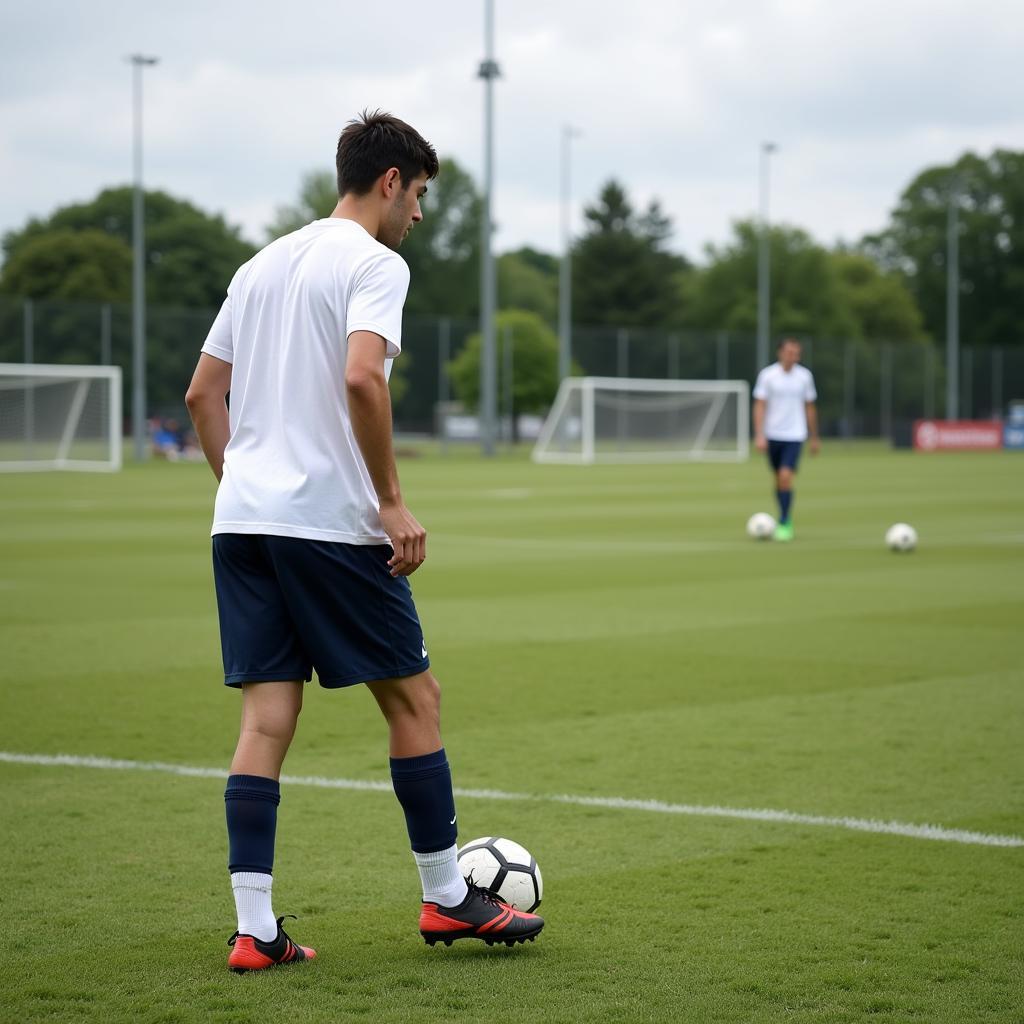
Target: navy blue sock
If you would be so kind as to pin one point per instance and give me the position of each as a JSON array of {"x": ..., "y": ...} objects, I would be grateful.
[
  {"x": 784, "y": 501},
  {"x": 251, "y": 804},
  {"x": 423, "y": 785}
]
####################
▶ **WRITTEN PROBLEM**: Convert the lines of the records above into a JSON list of strings, one string per line, with blank lines omitted. Leave the pictures out of the list.

▶ **SOLVED EXERCISE**:
[
  "Target: navy blue sock",
  "If you would be so kind as to pin one point per instance and give me the position of each as a JSON array of {\"x\": ..., \"y\": ...} objects, I would be grateful.",
  "[",
  "  {\"x\": 784, \"y\": 501},",
  "  {\"x\": 251, \"y\": 804},",
  "  {\"x\": 423, \"y\": 785}",
  "]"
]